Text shown:
[BEGIN]

The blame game
The kick-off meeting has taken place and time is ticking. Where in the past, one had all the time in the world, today nothing can be done quickly enough. This is the same during Implementation Projects - known as “change management” today. Managers want results as soon as possible: they should be sustainable, reach maximum potential and ideally, be delivered at the start of the project. And that’s exactly where the problem lies.
Text: Christian Raschke
Initially, the level of enthusiasm towards projects is always high. Especially when analysis and concept both speak the same, clear language – when for example, there is approximately €20 million to be saved by successfully implementing a new contractor strategy. The two primary goals are to reduce the number of contractor companies by half and engage cheaper companies. The relevant Business Units agree to the plan with appropriate speed.
And then? Just as quickly as it was ignited, the fire behind the consultant concept burns out. As things begin to get going, disputes arise, doubts emerge, quarrels begin and plans are disputed again – and eventually everyone agrees to test the new strategy in a pilot project. The next part is inevitable. During the pilot phase it becomes clear that the new contractor doesn’t know the plant as well as the old one, and therefore works more slowly. As a result, the new contractor is engaged less frequently.
After six months, he removes his team from the plant as the amount of work is lower than stated in the contract. He is actually making losses. In short: the strategy needs to be rethought; implementation has failed. Who’s to blame?
More Than Two Thirds Of All Projects Fail
Most corporations can likely tell a similar story about consulting projects – whether it’s the implementation of a new strategy or the reorganization of the interface between operations and maintenance – which haven’t run according to plan. This is the reason why change management exists as a discipline, why thousands of books have been written about it and millions invested in the necessary tools and training programs. Returning to the old, functioning way of doing things seems logical when the new way doesn’t work. According to the Harvard Business Manager 1 magazine, a number of studies show that up to 70% of all implementation (read: change management) projects fail. So what’s the point in making all the effort and bringing in external consultants, who in the end only cost money and don’t actually change anything? “It’s good to know why implementation projects fail. You can learn a lot from that and also sometimes read something amusing about it,” says Frank-Uwe Hess, Co-CEO at T.A. Cook. “But it’s more important to understand how change actually works.” Change management is a recognized discipline and there’s a reason for that. It’s natural that management is interested in the fastest solution to a problem. “The fact that the implementation is actually more relevant than the strategy is often missed,” explains Hess further. Managers try to accelerate the change process instead of allowing the necessary time for ‘ripening.’
An oversimplified formula for consulting services is 100:10:1, where consultants invest 100 hours in the analysis of processes, ten to discuss results with management and one hour to communicate that to staff. “The whole effort is only worth it when it works in exactly the opposite way,” says Markus Treiber, also Co-CEO at T.A. Cook. “It should be one hour with management to set goals, ten hours of process analysis and one hundred hours to implement changes with staff in practice,” he continues. There are essentially five key aspects to making implementation projects successful, he claims. “A management team which works proactively and makes fast decisions; a culture in which mistakes are used constructively to support learning and change opportunities; the provision of permanent feedback, as well as the viewpoint that a lot of small steps are better than one big step,” he summarizes from his 20-year experience.

[END]

Task instructions:
(1) Reproduce the stretch of the entries from their first line through the line containing "column 384, row 126", including both of those lines.
(2) Write the next part of the article on why change management projects fail, picking up after its final sentence.
The article on change management and the entries that come after it are unrelated to each other.

Dataset records:
[BEGIN]

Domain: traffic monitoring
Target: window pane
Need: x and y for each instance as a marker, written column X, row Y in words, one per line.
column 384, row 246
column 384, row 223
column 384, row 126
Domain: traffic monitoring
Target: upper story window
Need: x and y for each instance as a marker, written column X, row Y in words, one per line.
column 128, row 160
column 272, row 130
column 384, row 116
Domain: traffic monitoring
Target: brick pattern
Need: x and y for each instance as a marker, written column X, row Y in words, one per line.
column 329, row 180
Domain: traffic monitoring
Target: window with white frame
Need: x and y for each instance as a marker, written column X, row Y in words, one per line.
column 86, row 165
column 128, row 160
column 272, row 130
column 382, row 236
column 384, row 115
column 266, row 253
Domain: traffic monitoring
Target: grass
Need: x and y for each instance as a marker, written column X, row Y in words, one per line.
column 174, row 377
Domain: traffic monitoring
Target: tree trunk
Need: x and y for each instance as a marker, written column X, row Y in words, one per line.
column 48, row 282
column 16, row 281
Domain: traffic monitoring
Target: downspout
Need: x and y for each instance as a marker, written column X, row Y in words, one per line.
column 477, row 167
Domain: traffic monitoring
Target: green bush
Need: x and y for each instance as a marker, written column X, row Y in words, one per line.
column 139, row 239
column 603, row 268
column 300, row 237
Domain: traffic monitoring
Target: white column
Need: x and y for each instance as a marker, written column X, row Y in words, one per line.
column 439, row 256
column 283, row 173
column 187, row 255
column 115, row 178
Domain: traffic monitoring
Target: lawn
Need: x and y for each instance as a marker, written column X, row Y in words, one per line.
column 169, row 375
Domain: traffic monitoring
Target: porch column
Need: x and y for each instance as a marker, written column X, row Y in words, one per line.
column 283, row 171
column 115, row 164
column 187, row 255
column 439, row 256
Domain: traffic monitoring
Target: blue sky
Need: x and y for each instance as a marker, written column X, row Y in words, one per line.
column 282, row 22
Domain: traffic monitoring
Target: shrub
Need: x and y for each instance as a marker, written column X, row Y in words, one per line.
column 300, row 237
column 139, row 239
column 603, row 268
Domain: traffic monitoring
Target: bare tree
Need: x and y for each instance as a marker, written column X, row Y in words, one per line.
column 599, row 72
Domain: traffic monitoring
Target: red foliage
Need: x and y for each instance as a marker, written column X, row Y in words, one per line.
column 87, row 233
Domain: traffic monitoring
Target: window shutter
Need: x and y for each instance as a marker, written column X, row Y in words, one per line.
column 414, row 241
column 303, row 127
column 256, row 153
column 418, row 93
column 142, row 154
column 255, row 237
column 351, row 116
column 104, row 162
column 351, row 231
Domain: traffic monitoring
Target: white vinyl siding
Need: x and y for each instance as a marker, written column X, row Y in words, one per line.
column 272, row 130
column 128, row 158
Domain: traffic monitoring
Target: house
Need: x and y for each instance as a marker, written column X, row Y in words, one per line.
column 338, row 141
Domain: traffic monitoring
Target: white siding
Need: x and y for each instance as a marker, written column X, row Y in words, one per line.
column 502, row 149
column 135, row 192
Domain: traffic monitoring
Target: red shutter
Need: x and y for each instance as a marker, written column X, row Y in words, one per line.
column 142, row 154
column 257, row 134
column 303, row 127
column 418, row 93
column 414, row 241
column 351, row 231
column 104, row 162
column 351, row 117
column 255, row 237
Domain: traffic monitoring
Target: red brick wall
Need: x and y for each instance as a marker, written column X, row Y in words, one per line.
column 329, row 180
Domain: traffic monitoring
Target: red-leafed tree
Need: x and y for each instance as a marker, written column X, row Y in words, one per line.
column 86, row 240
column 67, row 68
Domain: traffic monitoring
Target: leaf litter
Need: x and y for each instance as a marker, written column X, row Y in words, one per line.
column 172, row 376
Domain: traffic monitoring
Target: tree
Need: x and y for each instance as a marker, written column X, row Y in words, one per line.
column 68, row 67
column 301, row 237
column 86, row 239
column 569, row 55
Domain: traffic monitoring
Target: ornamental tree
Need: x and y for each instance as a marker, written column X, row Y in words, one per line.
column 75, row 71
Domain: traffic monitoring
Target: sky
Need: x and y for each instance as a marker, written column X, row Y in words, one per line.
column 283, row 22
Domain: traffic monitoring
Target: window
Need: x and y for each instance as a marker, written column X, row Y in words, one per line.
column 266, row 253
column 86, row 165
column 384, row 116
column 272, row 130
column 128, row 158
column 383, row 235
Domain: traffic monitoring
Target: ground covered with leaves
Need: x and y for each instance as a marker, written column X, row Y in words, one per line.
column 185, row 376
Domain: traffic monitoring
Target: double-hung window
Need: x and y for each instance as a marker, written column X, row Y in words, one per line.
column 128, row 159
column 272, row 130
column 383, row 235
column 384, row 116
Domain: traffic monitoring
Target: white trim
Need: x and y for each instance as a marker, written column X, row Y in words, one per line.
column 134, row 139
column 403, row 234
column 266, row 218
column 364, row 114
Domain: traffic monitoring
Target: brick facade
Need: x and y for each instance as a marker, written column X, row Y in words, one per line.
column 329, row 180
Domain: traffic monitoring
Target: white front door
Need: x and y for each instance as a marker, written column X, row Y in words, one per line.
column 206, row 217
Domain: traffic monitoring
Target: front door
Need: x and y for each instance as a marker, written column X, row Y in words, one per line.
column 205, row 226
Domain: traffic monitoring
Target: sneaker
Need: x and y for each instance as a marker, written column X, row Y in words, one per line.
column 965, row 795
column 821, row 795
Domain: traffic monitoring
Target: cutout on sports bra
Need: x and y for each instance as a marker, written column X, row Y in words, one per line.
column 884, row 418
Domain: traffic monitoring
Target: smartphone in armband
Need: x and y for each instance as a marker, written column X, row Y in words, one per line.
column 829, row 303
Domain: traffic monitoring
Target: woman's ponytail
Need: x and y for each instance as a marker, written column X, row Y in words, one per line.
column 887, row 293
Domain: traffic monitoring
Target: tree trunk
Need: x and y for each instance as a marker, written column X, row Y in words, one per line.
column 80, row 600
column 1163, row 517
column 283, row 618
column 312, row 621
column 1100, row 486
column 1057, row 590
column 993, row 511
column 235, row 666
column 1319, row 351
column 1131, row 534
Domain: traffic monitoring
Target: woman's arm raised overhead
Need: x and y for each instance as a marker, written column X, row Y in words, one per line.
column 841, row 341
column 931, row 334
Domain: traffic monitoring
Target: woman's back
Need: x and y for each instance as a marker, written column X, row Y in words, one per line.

[END]

Outputs:
(1)
Domain: traffic monitoring
Target: window pane
Need: x and y for each instance as a marker, written column X, row Y in words, one per line.
column 384, row 246
column 384, row 223
column 384, row 126

(2)
Proactive Management – Walk The Talk
Management teams need to be personally engaged in the change processes. Proactive management means setting realistic goals, getting hands dirty, speaking clearly and sometimes, cleansing the culture and being a good example to others. “Walk the talk” – as Hess and his colleagues call it – means exactly that: doing what you say you are going to do. Only when management stop paying lip service to action and instead support projects actively, do they empower the department and team leaders to implement operative changes successfully.
Obviously, from the view of employees, it is not easy to be a good boss all of the time, unless managers do exactly what their employees expect from them. But that doesn’t always fit with what senior managers require. “Being honest and clear with people is extremely important,” says Treiber. Communication encourages trust, just as not communicating causes fear and mistrust. Teaching a child to ride a bike is similar, because we communicate very intensively then. The child keeps falling over because he can’t ride quickly enough and doesn’t have the right feel for how to balance. We know that we have to be proactive and be ready to reach out to stop our child falling over and hurting themselves. Only professional track cyclists or “stayer-racers” can master balance and speed simultaneously.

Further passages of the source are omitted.